──────── Dataset excerpts
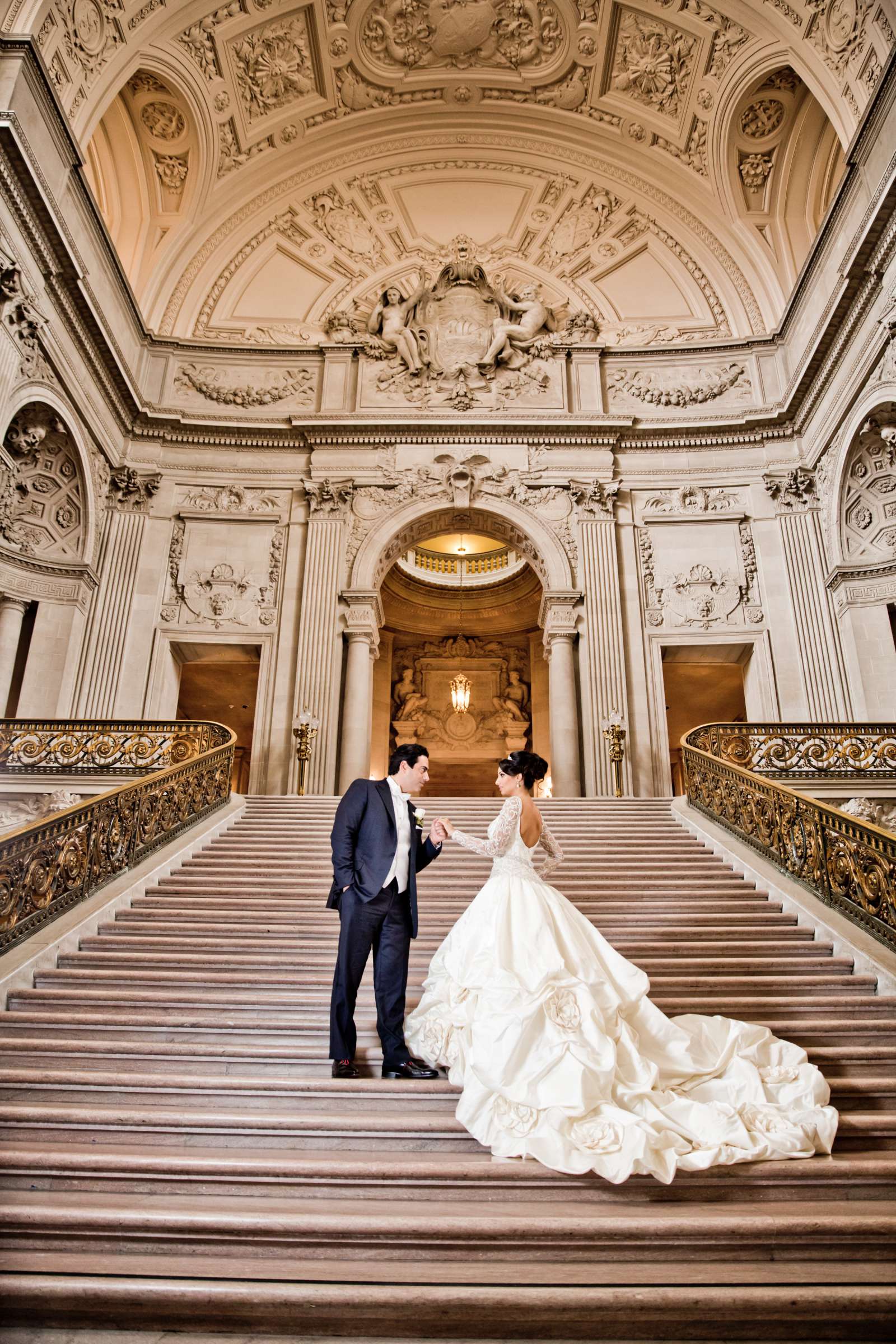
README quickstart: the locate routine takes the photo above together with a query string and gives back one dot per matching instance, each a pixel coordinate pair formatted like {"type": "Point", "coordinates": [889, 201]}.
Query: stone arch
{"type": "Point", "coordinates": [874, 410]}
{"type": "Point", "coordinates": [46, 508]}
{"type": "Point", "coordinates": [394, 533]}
────────────────
──────── Dataset excerpts
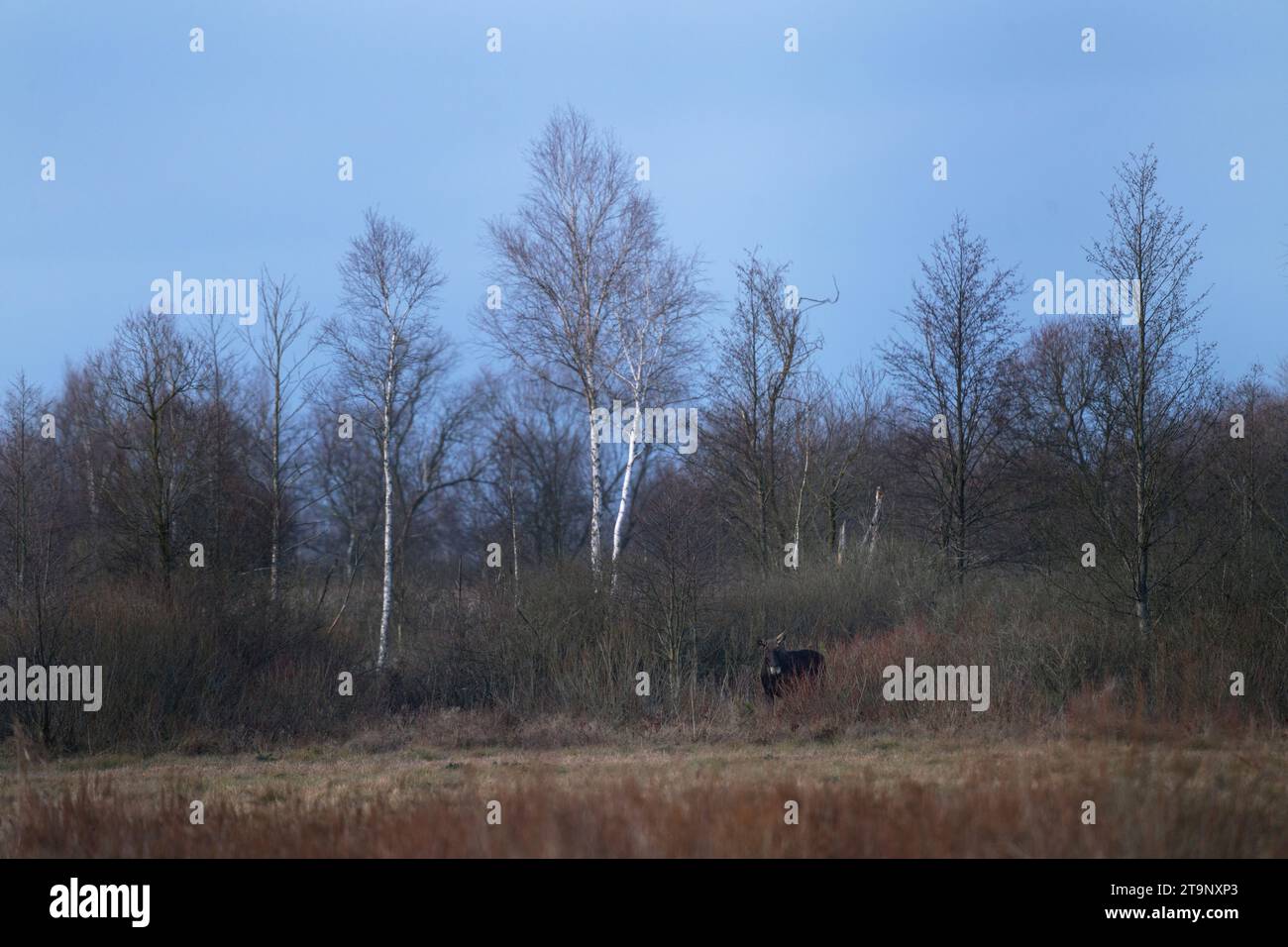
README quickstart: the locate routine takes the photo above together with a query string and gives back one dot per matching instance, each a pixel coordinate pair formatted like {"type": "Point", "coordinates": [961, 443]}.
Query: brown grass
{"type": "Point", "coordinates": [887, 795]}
────────────────
What you will do.
Which lines in the rows above contain the word "string"? Copy out each of those lines.

Final result.
README quickstart: the locate routine takes the photo above together with a query string and gives back one dot per matching instance, each a pixel coordinate pair formatted like {"type": "Point", "coordinates": [889, 201]}.
README quickstart: the locate routine takes the photo above together with a query string and gives back one dot per matching instance, each a pixel coordinate pair formatted like {"type": "Point", "coordinates": [961, 443]}.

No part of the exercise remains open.